→ Given task: Starting at the top of the items and ending with the line that contains "181,94 -> 198,118", put each line into a JSON list of strings, one string per line, leaving out any blank lines.

## Begin Records supplied

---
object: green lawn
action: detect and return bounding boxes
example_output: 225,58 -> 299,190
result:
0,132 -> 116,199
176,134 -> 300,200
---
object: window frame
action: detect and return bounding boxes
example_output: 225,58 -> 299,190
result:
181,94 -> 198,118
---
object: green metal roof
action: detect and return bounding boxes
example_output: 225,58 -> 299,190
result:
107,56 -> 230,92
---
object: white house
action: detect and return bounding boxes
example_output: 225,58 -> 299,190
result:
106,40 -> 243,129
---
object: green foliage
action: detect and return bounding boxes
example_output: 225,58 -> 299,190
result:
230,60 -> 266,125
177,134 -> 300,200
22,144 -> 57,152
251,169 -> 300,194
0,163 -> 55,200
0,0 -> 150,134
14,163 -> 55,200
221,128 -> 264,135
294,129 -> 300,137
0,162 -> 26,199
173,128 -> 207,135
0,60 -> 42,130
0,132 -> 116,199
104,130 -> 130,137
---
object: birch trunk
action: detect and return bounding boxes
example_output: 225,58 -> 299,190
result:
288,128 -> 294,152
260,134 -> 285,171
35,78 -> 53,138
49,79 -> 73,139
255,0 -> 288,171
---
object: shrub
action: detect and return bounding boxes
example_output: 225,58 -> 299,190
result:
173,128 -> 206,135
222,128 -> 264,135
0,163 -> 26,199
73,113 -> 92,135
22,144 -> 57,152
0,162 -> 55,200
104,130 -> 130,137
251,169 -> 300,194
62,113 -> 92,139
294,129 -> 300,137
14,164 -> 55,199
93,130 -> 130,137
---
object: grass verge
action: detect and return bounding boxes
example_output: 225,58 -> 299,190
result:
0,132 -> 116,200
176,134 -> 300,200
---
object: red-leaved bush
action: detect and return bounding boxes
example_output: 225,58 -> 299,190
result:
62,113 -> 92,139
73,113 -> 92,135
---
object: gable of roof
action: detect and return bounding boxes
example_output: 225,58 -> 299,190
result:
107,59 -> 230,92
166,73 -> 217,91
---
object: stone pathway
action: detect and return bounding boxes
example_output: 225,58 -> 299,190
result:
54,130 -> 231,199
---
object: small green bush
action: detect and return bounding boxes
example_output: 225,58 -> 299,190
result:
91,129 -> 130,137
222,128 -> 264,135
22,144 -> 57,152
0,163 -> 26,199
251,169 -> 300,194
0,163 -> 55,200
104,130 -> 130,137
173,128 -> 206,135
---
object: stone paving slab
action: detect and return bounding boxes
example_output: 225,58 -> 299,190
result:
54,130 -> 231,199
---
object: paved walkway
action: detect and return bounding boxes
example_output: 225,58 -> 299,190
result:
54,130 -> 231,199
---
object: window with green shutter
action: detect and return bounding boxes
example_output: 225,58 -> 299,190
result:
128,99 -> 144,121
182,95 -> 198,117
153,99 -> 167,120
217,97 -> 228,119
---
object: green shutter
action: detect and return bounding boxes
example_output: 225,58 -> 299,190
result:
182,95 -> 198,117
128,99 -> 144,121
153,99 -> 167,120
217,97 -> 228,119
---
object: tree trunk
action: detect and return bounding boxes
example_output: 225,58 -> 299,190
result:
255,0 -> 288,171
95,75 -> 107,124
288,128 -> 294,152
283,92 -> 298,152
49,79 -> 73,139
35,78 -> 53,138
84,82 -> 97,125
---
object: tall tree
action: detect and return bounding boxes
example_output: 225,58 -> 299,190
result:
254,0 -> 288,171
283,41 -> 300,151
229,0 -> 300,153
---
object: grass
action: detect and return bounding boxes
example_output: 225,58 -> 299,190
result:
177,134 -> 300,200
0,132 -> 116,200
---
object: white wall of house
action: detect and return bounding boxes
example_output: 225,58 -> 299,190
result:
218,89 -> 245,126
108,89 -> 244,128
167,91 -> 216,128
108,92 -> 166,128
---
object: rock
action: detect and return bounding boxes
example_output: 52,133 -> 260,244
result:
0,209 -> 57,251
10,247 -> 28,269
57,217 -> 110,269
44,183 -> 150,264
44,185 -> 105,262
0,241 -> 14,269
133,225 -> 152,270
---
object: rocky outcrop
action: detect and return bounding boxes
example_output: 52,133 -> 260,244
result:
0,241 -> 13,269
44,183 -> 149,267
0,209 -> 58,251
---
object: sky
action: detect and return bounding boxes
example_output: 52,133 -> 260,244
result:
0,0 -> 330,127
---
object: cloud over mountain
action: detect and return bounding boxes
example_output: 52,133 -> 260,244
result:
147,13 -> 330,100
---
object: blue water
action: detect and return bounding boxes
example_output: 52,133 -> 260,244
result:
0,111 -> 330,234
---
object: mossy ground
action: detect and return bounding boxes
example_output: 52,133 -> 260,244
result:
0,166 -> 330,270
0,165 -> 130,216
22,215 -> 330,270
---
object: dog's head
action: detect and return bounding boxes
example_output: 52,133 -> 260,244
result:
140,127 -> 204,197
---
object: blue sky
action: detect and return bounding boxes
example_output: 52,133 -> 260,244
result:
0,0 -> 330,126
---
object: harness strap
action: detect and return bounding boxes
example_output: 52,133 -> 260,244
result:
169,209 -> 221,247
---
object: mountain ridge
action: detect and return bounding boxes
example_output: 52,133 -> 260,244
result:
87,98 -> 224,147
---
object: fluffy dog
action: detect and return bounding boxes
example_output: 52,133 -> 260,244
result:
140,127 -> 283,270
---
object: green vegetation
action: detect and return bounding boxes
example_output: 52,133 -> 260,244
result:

## End Records supplied

→ The response:
[
  "---",
  "object: green lawn",
  "action: detect and return bounding boxes",
  "example_output: 225,58 -> 299,190",
  "result:",
  "0,132 -> 116,199",
  "176,134 -> 300,200",
  "---",
  "object: window frame",
  "action: detect and return bounding boxes",
  "example_output: 225,58 -> 299,190",
  "result:",
  "181,94 -> 198,118"
]